■ Task prompt: Reproduce the stretch of rows from the line containing "Task: find each instance of the blue" through the end of the rows, request included, offsetting every coordinate in the answer points by 140. Leave the request and its format samples unchanged.

[Stored dataset items]
____
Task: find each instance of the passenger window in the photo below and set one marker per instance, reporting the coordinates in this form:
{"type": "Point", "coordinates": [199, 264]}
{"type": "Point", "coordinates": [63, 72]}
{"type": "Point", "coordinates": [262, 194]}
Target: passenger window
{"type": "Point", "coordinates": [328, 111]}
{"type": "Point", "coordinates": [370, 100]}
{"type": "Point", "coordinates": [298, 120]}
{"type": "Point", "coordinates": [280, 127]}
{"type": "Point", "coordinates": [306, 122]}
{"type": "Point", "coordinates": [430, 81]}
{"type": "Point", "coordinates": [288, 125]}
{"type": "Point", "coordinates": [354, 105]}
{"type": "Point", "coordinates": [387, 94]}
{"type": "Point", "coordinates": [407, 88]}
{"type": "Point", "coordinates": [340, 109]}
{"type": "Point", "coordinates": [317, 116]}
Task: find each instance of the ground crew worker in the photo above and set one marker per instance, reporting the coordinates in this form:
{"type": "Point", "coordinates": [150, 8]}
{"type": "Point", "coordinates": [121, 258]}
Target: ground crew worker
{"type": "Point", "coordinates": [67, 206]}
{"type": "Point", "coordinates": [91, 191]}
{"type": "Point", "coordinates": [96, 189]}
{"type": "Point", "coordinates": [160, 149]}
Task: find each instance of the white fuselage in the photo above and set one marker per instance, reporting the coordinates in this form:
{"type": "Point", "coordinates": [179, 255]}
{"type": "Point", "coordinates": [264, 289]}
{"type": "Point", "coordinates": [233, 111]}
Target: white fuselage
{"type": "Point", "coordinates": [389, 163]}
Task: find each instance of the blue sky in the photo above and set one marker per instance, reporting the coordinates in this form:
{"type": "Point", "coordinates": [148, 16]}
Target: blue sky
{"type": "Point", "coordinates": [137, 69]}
____
■ Task answer:
Task: find each instance of the blue sky in the photo above and set one marker per instance, reporting the coordinates in this form:
{"type": "Point", "coordinates": [148, 16]}
Target: blue sky
{"type": "Point", "coordinates": [277, 209]}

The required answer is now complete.